Document excerpt:
Christo and Jeanne-Claude perfected the art of gift-wrapping. They wrapped many large things including monuments, trees, cliffs and famously the Reichstag, the German parliament building in Berlin. Wrapping is a skill that has always eluded me. My wife takes great care with wrapping presents and no doubt it was Mrs Christo (Jeanne-Claude) that actually did the wrapping. Like me, Christo was probably relegated to pre-cutting the bits of sellotape and hanging them off the back of a dining chair so they don’t get all stuck together.

My theory is somewhat proved by the fact that, since the unfortunate death of Jeanne-Claude in 2009, Mr Christo seems to have stopped wrapping objects and he is now building things out of barrels. His latest is the Masataba that is floating on the Serpentine Lake in London’s Hyde Park. Although the effect is something like a giant multi-coloured Lego construction I’m guessing it was a bit of a trickier proposition, with their being no nipples/sockets to hold the barrels together. Perhaps he used his sellotaping experience.

London’s Mastaba is a temporary piece, like most of their work, so if you are reading this after September 23rd 2018 then you missed it. Unless it has been sold to wealthy client, but that is unlikely. The piece stands 78 metres high and has a footprint of 1200 square metres. So that is too big to fit in even Bill Gates’ swimming pool, just.

reichstag berlin
The Reichstag on Boxing Day, recipient now playing with packaging.

Apparently ‘Christo and Jeanne-Claude’ (their art is still produced under their joint names) don’t sell anything. Having spent some years getting permission from the bureaucratic German government to wrap the Reichstag they’d probably have been pushing their luck if they’d then flogged it to Charles Saatchi. If I was them, I’d have built a bogus Reichstag out of empty cardboard boxes, wrapped it and then sold it with the proviso that whoever bought it promised not to peek before Christmas morning.

They (I’ll play along for now) make their money out of selling preparatory drawings, photographs and signed empty sellotape reels.

The Mastaba in Hyde Park is a prelude to a much bigger project they’ve been working on since 1977. This is a permanent and much bigger, Mastaba that he (I’ve given up on it now) wants to build in Abu Dhabi.

The height of this thing will be 150 metres, which is six times the height of the practice piece he’s fobbed London off with. The Abu Dhabi Mastaba will in fact be 11 metres higher than the Great Pyramid.  Now, call me an old cynic, but both pyramids and mastabas were monumental burial tombs and Christo ain’t getting any younger. He was born in 1935 and the clock is ticking. The Great Pyramid of Cheops has been around since Adam was a lad (if not longer) and we still marvel at it, and we remember the name of its occupant too. You can see where I’m going with this.

So, if the Abu Dhabi Mastaba ever does get built and the assembled dignitaries at the topping-out ceremony are tapping their watches and wondering where the artist is, remember my words.

Activity: Reproduce, word for word, the part of the post about Christo and the Mastaba starting at "They (I’ll play" and ending at "in Abu Dhabi.".

Listed records:

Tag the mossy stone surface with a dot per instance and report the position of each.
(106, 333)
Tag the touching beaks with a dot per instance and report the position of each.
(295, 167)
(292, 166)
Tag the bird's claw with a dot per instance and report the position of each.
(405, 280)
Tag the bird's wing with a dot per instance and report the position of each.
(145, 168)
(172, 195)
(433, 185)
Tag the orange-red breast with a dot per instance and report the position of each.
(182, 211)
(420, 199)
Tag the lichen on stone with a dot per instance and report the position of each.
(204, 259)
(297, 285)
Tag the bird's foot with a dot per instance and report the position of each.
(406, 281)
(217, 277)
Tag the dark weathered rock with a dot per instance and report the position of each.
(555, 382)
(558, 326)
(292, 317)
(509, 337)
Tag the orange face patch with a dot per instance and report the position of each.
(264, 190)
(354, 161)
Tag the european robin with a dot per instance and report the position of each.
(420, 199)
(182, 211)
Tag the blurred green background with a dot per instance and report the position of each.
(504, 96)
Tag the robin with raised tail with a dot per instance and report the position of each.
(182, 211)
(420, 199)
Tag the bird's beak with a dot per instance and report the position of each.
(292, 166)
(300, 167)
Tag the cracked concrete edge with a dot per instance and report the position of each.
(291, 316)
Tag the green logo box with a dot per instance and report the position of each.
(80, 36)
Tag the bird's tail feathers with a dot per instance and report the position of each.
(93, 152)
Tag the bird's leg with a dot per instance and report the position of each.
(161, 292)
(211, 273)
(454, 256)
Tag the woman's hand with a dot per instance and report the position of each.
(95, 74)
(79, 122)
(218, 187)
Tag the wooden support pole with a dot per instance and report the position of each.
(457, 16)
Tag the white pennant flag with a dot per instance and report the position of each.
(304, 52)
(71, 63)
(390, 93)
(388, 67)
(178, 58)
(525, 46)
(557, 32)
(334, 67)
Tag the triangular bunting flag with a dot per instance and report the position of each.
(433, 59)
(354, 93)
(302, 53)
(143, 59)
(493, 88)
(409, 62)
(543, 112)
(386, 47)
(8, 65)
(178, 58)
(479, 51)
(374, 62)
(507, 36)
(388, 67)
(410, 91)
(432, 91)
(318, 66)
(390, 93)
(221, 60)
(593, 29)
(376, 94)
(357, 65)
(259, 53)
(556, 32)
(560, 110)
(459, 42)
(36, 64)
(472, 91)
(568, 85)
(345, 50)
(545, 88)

Your response:
They (I’ll play along for now) make their money out of selling preparatory drawings, photographs and signed empty sellotape reels.

The Mastaba in Hyde Park is a prelude to a much bigger project they’ve been working on since 1977. This is a permanent and much bigger, Mastaba that he (I’ve given up on it now) wants to build in Abu Dhabi.